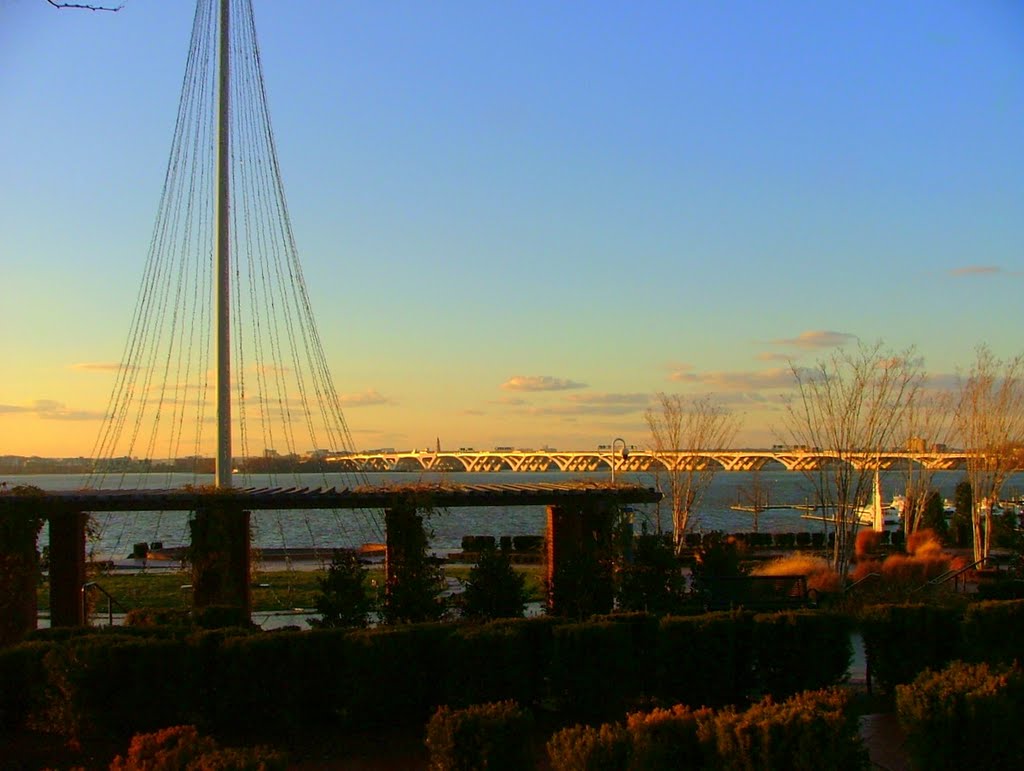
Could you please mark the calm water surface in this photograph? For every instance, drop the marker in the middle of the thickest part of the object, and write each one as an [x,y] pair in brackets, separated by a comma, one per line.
[117,531]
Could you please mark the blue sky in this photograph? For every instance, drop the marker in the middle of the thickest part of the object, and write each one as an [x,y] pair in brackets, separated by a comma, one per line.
[520,220]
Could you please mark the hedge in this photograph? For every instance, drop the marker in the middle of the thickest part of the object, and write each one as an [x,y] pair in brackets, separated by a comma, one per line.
[496,736]
[965,716]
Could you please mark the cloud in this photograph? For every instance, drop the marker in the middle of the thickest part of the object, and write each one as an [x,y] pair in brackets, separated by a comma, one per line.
[817,339]
[540,383]
[50,410]
[95,367]
[977,270]
[640,399]
[509,401]
[369,397]
[777,377]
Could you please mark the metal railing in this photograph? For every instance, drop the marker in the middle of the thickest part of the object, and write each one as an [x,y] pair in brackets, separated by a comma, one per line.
[111,602]
[954,575]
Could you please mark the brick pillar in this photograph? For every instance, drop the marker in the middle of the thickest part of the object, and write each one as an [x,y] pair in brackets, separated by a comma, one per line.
[18,577]
[403,538]
[67,568]
[221,571]
[579,570]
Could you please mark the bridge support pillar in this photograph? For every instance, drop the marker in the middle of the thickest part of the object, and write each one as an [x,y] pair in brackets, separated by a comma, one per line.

◆ ◆ ◆ ◆ ◆ ◆ ◆

[What is required] Print only the lines from the one with "Could you please mark the brick" to the end of the records, both included.

[Answer for the task]
Could you please mark the brick pillar in this photograph? For every instance, drop the marker in the middle of the thickest part of the object, and write each one as an [x,y] pair in brackets, separated by a comma, one per line.
[18,577]
[403,538]
[67,568]
[221,571]
[579,570]
Could you please mark the bridge support pillar in this photograph? For every instance, drop the marker in the middle of the thickest part of the object, and write each one as an [x,y] pair in brackets, separated by a comma, one per line.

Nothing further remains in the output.